• Given exercise:
How many lines in the entries below contain the string "hair", matching case exactly? Reply with the number alone.

* begin Input material *

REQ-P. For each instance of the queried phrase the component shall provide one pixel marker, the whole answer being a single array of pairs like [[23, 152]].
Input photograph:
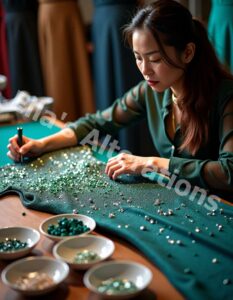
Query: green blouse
[[211, 168]]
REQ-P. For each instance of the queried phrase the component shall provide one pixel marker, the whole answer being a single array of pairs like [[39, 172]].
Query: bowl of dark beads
[[64, 226], [117, 279], [17, 242]]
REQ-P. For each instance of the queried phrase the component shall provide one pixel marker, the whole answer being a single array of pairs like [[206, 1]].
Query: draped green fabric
[[189, 237]]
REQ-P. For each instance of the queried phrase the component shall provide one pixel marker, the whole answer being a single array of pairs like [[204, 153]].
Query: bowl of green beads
[[119, 279], [83, 252], [17, 242], [64, 226]]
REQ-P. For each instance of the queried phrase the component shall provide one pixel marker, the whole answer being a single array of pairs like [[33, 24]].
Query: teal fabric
[[185, 236], [212, 166], [35, 130], [220, 29]]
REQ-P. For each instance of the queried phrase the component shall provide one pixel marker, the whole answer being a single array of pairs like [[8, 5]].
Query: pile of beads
[[114, 286], [85, 256], [10, 245], [67, 227], [34, 281]]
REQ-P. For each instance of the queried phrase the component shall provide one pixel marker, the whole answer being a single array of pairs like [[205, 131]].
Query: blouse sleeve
[[123, 112], [215, 176]]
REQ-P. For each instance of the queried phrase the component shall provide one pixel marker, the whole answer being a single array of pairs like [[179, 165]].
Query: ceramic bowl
[[88, 221], [23, 234], [67, 250], [136, 273], [30, 267]]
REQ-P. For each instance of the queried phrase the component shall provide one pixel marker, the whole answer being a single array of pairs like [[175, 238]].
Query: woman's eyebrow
[[147, 53]]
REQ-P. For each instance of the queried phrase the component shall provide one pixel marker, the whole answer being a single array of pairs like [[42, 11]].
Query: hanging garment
[[22, 39], [220, 29], [64, 57]]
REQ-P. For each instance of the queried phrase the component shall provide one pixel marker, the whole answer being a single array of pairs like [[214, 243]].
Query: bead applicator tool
[[20, 140]]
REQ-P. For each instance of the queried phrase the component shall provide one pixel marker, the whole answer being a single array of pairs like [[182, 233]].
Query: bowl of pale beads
[[63, 226], [35, 275], [83, 252], [117, 279], [16, 242]]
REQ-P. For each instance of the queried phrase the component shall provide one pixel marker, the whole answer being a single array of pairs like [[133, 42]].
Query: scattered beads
[[143, 228], [67, 227], [10, 245], [226, 281], [86, 256], [117, 286]]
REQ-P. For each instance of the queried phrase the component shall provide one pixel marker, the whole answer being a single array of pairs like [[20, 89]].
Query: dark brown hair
[[172, 24]]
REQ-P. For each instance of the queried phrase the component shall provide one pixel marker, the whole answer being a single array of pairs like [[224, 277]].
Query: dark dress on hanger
[[23, 51]]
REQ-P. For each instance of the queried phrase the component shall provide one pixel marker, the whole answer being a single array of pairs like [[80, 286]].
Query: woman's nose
[[145, 68]]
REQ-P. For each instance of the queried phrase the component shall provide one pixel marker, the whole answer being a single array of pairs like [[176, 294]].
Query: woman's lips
[[152, 82]]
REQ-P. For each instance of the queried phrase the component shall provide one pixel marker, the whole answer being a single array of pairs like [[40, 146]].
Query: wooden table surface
[[11, 214]]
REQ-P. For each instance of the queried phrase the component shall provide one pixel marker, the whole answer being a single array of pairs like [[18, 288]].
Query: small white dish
[[30, 267], [23, 234], [66, 250], [88, 221], [136, 273]]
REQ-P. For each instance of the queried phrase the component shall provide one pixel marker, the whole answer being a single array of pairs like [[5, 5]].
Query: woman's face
[[157, 72]]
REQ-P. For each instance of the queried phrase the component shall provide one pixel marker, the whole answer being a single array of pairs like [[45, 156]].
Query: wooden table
[[11, 214]]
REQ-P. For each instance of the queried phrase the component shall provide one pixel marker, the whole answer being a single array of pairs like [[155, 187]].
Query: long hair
[[172, 24]]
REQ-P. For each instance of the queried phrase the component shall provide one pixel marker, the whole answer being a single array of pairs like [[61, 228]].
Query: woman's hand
[[130, 164], [30, 148]]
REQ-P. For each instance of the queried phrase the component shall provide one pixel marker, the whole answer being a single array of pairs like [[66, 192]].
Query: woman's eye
[[155, 60]]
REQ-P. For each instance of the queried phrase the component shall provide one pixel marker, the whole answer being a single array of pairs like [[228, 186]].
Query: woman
[[186, 97]]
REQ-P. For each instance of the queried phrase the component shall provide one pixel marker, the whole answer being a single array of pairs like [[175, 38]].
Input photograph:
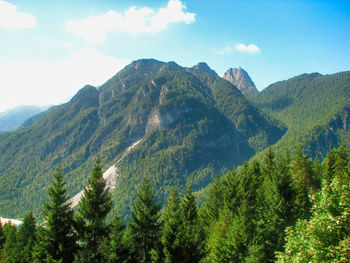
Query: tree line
[[280, 209]]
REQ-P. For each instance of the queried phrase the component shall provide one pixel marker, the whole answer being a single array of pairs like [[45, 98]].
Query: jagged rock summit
[[240, 78]]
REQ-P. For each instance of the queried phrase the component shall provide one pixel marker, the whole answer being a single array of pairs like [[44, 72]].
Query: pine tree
[[171, 232], [94, 206], [26, 237], [192, 235], [114, 248], [56, 241], [302, 175], [145, 225], [2, 236], [9, 253], [214, 202]]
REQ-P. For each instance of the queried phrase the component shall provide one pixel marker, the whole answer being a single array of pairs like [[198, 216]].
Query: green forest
[[281, 209]]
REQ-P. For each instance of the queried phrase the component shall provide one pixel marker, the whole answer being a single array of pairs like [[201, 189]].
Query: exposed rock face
[[240, 78]]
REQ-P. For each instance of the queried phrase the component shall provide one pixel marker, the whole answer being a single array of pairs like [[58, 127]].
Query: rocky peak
[[203, 67], [240, 78]]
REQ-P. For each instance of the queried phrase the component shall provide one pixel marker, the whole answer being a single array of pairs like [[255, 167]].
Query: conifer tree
[[325, 236], [9, 253], [302, 175], [171, 232], [145, 225], [192, 237], [56, 241], [26, 237], [114, 248], [210, 212], [2, 236], [94, 205]]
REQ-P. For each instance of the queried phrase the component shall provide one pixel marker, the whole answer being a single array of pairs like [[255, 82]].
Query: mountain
[[14, 118], [240, 78], [315, 109], [155, 119]]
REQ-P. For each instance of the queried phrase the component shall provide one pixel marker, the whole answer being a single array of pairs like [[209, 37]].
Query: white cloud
[[251, 48], [224, 50], [11, 19], [67, 45], [42, 82], [133, 21]]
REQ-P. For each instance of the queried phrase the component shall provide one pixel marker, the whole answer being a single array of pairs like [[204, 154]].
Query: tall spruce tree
[[94, 205], [2, 236], [115, 248], [9, 253], [192, 238], [145, 225], [26, 238], [303, 181], [56, 241], [325, 236], [171, 232]]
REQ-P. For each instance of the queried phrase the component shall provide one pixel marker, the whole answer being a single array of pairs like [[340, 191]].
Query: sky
[[51, 49]]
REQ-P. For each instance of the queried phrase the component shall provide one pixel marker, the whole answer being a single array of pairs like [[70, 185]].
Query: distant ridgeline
[[315, 109], [189, 125], [281, 209]]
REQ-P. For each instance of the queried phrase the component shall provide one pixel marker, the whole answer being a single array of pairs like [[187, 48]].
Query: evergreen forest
[[284, 208]]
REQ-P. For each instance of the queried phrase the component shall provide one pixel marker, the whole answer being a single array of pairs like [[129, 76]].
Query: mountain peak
[[202, 66], [240, 78]]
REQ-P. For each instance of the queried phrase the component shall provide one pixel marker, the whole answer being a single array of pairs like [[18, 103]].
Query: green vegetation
[[193, 124], [315, 109], [282, 209]]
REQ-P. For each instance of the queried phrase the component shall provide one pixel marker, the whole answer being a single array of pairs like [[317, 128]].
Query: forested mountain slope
[[14, 118], [191, 123], [315, 108]]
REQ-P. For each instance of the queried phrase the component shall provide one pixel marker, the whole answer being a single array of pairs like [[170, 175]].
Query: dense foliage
[[193, 124], [283, 209], [315, 109]]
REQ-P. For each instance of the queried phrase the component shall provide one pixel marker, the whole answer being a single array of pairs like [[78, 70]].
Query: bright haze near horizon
[[51, 49]]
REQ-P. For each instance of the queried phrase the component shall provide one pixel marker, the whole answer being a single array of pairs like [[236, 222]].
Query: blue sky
[[50, 49]]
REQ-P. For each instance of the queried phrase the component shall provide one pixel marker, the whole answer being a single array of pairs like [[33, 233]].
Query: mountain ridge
[[194, 124]]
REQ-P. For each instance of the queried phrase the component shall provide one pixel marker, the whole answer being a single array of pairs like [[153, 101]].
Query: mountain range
[[169, 123], [12, 119]]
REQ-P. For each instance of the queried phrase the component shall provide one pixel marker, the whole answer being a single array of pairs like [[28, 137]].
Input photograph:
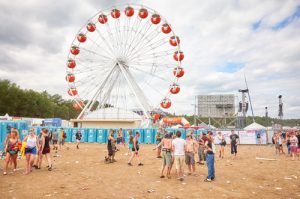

* end Input material *

• In response:
2